• _What needs to be done_:
Begin at the first line of the records below and, please, give each line again exactly until the line with "negative clicks: (2045, 1045)" is included.

· · · ·

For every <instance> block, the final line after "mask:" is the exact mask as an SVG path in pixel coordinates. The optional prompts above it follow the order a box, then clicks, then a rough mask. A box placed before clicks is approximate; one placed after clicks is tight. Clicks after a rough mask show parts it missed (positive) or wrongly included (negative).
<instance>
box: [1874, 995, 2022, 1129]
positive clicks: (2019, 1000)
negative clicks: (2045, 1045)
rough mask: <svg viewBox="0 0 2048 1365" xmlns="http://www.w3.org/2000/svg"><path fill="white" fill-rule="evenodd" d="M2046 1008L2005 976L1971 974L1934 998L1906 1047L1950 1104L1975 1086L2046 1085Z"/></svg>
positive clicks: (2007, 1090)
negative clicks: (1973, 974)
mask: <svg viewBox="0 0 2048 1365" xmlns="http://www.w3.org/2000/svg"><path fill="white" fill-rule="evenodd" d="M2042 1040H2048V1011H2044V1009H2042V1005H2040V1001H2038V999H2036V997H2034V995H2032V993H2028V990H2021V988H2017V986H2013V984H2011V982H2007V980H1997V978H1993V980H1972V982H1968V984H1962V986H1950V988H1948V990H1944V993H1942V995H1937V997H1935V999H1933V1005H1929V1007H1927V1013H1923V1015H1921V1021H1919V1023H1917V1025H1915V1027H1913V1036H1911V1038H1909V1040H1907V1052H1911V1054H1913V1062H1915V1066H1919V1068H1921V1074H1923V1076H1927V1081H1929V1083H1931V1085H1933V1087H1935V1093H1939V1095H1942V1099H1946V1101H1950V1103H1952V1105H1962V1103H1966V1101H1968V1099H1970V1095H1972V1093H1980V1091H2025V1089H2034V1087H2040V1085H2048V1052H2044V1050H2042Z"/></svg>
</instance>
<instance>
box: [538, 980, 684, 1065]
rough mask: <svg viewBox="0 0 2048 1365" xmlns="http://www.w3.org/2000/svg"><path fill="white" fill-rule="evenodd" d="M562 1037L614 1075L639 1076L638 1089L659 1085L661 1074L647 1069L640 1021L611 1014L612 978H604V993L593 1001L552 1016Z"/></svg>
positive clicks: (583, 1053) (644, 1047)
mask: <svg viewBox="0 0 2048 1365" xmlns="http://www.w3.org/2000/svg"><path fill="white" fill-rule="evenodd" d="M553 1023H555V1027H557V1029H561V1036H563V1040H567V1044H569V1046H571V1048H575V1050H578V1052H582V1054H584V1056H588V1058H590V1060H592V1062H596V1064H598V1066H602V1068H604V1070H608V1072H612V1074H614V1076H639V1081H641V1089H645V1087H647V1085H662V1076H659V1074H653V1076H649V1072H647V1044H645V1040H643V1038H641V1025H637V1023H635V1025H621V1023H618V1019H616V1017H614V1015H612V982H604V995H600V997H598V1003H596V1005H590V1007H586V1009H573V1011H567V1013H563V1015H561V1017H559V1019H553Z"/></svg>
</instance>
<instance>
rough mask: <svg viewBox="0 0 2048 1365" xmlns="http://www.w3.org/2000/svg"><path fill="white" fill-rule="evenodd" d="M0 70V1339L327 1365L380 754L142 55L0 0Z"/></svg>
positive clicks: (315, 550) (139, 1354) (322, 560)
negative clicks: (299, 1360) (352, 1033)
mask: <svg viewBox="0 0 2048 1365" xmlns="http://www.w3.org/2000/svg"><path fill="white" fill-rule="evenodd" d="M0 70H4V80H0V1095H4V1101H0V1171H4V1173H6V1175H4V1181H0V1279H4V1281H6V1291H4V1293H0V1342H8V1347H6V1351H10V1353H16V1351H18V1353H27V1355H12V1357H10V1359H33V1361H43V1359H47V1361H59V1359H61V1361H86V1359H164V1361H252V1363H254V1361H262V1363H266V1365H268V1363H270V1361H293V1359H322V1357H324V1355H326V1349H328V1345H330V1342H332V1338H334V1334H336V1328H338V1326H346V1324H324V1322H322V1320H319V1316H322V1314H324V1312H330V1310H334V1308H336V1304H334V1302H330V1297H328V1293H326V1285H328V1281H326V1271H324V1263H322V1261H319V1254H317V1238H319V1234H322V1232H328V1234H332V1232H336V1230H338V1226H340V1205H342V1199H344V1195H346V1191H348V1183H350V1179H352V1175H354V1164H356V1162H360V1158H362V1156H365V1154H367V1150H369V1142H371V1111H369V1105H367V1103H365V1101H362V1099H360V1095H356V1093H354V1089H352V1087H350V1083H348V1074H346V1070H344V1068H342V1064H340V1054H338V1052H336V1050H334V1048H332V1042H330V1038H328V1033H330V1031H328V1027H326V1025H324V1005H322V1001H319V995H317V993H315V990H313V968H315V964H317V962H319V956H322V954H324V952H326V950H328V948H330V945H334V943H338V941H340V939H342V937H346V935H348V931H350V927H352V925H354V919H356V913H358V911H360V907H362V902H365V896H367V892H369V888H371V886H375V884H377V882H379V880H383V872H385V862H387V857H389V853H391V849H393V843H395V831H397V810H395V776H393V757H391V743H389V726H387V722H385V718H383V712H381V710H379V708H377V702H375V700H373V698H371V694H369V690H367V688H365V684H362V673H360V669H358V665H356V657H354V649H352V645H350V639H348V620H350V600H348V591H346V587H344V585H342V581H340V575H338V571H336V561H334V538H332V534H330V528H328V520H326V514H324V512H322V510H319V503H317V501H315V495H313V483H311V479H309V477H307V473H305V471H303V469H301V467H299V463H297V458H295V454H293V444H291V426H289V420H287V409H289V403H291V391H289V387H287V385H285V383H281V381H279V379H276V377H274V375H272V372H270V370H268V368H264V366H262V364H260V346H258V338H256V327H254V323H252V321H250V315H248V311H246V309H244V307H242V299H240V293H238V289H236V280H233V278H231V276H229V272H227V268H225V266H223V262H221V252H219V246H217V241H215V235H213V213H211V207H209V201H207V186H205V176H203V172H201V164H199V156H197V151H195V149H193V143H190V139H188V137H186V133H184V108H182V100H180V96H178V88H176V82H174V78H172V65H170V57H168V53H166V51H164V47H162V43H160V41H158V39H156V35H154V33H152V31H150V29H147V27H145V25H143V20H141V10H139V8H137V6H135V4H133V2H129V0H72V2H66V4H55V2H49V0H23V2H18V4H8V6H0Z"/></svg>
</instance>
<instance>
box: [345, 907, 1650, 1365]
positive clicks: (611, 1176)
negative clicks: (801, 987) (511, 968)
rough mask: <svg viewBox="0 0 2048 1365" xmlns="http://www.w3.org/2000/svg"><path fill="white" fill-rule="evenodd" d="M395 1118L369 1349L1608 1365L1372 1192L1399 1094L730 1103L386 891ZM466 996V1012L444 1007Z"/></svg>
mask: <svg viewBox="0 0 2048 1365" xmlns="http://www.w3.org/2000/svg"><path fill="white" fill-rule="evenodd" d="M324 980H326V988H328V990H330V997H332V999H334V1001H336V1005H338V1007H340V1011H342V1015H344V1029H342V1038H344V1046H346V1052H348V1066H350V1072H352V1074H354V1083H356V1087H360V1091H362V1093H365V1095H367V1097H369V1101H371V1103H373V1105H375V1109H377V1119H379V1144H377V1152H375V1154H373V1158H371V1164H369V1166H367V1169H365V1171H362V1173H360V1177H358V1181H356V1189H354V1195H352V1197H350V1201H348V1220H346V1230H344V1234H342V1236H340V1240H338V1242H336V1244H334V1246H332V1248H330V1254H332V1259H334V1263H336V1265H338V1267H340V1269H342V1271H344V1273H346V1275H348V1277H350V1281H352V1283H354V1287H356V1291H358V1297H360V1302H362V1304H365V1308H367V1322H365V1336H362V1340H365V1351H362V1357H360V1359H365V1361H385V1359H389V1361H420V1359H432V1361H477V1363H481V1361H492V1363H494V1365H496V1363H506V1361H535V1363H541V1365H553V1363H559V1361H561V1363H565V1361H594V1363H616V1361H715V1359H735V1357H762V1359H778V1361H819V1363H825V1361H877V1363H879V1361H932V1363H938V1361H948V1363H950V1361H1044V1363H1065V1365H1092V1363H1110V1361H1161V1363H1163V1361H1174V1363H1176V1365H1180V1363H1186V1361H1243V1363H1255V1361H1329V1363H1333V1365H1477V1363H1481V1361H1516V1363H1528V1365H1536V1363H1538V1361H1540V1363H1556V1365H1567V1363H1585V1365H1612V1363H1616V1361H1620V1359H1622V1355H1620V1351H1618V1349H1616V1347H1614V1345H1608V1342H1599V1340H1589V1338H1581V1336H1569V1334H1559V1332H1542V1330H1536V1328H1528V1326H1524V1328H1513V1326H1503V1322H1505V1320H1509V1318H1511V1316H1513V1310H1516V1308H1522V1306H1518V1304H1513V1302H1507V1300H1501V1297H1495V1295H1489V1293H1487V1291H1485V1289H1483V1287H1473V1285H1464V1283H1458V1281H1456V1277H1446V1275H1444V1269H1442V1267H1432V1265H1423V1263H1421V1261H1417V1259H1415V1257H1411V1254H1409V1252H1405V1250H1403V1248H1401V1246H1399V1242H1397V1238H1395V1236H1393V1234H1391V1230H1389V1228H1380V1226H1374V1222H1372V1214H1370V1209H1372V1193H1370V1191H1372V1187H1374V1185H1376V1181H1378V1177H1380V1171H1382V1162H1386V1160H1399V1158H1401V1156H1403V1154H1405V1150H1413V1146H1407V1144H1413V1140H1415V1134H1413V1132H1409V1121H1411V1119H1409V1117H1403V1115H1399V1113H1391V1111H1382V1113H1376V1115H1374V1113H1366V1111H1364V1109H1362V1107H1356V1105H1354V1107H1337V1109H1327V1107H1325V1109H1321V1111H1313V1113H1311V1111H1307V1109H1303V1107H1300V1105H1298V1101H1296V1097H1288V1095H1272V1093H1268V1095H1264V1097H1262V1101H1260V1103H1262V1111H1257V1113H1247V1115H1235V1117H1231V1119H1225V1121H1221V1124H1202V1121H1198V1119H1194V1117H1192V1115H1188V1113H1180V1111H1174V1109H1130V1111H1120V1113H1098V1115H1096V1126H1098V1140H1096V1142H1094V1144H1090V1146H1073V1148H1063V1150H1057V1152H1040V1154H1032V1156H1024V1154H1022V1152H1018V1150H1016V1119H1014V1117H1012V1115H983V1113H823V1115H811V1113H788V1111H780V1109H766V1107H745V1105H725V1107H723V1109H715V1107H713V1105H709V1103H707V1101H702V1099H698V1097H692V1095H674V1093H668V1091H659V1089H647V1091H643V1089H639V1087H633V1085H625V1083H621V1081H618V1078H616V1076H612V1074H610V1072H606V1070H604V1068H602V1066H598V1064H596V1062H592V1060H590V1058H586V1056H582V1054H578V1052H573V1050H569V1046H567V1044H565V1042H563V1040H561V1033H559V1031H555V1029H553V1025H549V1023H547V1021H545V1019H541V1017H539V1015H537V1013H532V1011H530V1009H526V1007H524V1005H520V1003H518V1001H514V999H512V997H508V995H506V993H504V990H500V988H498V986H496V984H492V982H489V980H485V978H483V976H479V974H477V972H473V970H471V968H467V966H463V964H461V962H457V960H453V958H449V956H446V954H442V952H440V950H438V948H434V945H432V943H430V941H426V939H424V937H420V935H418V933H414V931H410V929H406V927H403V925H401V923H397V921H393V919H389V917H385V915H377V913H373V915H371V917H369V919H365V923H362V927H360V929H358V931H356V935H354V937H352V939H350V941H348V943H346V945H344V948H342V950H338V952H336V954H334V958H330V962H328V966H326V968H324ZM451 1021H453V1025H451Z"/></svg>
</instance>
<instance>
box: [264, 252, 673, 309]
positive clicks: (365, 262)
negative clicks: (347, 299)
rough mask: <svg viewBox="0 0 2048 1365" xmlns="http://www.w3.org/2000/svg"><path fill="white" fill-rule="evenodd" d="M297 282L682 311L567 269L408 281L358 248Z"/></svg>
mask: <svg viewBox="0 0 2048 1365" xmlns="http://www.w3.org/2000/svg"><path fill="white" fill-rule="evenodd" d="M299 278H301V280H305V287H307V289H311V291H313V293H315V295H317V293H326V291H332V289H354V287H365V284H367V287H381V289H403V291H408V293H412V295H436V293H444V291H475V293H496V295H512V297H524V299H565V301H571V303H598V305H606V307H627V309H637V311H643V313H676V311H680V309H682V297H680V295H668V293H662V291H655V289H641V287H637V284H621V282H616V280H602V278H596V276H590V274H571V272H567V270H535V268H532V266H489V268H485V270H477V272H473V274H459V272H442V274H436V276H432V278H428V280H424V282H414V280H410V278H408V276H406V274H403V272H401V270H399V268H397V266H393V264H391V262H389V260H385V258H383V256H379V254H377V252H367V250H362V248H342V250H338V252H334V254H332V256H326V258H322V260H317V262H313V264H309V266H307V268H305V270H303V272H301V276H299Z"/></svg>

· · · ·

• _Completed exercise_:
For every <instance> block, the final line after "mask:" is the exact mask as an SVG path in pixel coordinates. The optional prompts above it follow the order a box, then clicks, then a rough mask. A box placed before clicks is approximate; one placed after clicks is tight. Clicks after a rough mask show parts it missed (positive) or wrongly included (negative).
<instance>
box: [1874, 995, 2022, 1129]
positive clicks: (2019, 1000)
negative clicks: (2045, 1045)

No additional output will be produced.